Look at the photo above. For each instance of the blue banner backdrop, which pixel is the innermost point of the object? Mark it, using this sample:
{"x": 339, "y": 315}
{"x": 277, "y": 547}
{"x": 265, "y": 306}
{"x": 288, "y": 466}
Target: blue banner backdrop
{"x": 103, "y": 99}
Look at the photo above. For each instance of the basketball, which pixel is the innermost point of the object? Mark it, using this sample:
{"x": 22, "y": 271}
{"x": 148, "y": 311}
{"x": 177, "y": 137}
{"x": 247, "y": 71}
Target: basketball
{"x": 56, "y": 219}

----

## Activity
Your task is to copy each line of the entries that includes the word "photo".

## Exercise solution
Look at the photo above. For each instance of the blue banner backdrop, which pixel is the innermost point of the object? Mark it, using this sample:
Look at the photo above. For each instance of the basketball, which pixel is the innermost point of the object? Mark it, using this sample:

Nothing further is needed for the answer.